What this produces: T95 pipe manufactured to API 5CT, with hardness anywhere from below 22 HRC to 25.4 HRC. All of it is API-compliant. None of the pipe above 22 HRC is NACE-compliant for sour service.

Correct PO language for T95 sour service:

"T95 Type 1, API Specification 5CT 11th Edition, PSL-2, maximum hardness 22.0 HRC per NACE MR0175/ISO 15156-2. Hardness testing to be performed at pipe body and both upset ends. Individual test results to appear on the MTC by heat number. Mill to provide NACE MR0175/ISO 15156-2 compliance letter."

For other grades, the NACE limit language is simpler because the API and NACE limits align:

  • L80 Type 1: Add "NACE MR0175/ISO 15156-2 qualified, maximum hardness 23.0 HRC" — consistent with the API limit, but stating it explicitly creates a paper trail.
  • C90: "NACE MR0175/ISO 15156-2 qualified, maximum hardness 25.4 HRC" — aligned with API limit.
  • C110: "NACE MR0175/ISO 15156-2 qualified, maximum hardness 29.0 HRC, S_max 0.005%" — the sulphur limit is the critical chemistry call-out.

Every sour service order should also state: quench and temper heat treatment (mandatory for all Group 2 and 3 sour grades), sulphur and phosphorus chemistry limits by heat analysis, and EN 10204 3.2 MTC (third-party witnessed) for projects where NACE non-compliance would delay well operations. In West African deepwater and Middle Eastern gas well projects, we treat 3.2 MTC as the default for all sour service casing.

Supply — NACE Certification Documentation

When we supply sour service OCTG, the documentation package for each heat includes the mill test report with individual hardness readings at body and ends, the heat treatment record (time, temperature, quench method), the heat analysis and product analysis showing S and P within the grade limits, and a NACE MR0175/ISO 15156-2 compliance letter issued by the mill identifying the heat number and confirming it meets Table B.1 qualification requirements.

Data items:
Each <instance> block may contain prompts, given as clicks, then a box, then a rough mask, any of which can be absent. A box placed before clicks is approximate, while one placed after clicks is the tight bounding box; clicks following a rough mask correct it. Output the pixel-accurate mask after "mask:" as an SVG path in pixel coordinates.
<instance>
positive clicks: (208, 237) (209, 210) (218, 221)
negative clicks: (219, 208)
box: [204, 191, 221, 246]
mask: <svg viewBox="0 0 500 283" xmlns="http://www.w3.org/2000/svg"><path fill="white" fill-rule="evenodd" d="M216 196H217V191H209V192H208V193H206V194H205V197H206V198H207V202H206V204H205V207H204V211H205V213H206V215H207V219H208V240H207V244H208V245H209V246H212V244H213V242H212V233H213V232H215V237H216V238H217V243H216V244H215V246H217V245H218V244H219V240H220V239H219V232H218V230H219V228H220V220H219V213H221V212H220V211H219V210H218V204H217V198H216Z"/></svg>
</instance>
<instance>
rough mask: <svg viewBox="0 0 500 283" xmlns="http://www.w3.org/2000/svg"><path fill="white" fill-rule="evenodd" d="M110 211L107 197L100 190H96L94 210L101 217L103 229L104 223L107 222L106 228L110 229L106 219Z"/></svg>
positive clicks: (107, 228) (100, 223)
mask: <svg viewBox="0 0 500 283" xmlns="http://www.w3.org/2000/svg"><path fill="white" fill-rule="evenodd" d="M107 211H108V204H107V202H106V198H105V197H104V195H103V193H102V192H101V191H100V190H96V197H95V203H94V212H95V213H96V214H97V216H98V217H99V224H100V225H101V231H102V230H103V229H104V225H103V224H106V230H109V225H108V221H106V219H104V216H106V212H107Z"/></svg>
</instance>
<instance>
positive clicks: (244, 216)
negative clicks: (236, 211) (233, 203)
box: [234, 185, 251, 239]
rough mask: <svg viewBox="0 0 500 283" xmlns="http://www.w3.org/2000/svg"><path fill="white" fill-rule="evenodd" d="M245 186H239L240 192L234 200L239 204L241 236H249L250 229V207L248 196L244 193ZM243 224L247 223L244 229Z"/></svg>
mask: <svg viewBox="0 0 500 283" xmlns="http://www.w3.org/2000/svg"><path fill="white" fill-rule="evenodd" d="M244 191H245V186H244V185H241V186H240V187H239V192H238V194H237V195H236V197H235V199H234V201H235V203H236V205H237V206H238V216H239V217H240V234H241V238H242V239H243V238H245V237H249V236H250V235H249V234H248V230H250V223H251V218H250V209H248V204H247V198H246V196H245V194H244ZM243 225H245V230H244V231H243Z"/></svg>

• WHAT TO PRODUCE: In the excerpt on sour service pipe ordering, what maximum hardness does the recommended PO language for T95 sour service specify? The data items are not needed here.

• COMPLETED TASK: 22.0 HRC, per NACE MR0175/ISO 15156-2.